• _JOB_
Set down the lines below without any change, starting at the line that contains "table. Use semicolons to separate four coordinates: x1;y1;x2;y2." and continuing up to and including the line that contains "26;326;640;480".

• _RECORD LIST_
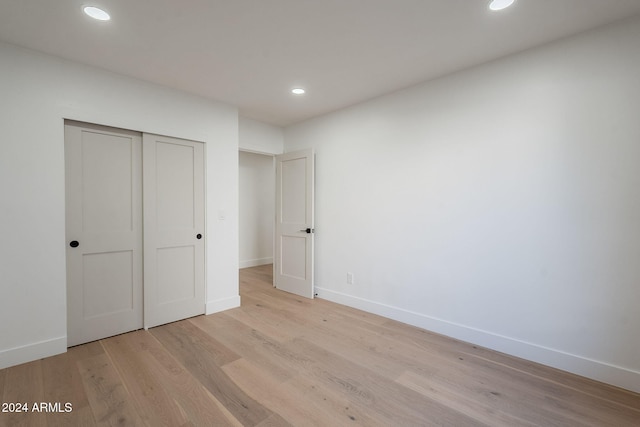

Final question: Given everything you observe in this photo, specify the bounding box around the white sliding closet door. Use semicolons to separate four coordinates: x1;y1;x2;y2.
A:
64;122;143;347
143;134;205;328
==
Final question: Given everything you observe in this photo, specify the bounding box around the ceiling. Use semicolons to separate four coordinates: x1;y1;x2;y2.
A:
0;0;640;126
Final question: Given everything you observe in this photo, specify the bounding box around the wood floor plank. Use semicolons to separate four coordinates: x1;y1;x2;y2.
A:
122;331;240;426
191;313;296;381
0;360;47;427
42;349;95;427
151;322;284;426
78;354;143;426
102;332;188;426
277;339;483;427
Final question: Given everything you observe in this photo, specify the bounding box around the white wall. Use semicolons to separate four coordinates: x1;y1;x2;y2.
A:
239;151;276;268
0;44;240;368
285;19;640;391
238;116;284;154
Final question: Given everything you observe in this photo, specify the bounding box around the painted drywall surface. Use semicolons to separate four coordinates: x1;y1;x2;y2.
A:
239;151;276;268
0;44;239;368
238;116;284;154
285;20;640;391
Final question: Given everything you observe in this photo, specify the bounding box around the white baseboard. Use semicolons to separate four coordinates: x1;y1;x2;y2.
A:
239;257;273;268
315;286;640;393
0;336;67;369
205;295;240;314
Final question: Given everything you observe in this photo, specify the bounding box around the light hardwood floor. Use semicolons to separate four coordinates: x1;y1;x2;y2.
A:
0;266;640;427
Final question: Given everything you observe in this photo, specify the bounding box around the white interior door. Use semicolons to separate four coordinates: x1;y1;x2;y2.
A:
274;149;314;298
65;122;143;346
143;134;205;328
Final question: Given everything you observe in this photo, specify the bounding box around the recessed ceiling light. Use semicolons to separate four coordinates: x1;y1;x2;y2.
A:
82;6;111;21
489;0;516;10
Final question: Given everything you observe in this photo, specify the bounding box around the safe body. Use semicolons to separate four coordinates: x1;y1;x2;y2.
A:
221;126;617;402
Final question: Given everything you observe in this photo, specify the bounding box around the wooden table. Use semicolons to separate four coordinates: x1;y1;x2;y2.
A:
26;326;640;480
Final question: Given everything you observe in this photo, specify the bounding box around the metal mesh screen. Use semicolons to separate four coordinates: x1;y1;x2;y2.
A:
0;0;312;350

• _RESPONSE BELOW_
Final question: Given everything you observe in this photo, specify the bounding box around the wooden table. Use semicolons to separate four coordinates: x1;y1;x2;y2.
A:
26;326;640;480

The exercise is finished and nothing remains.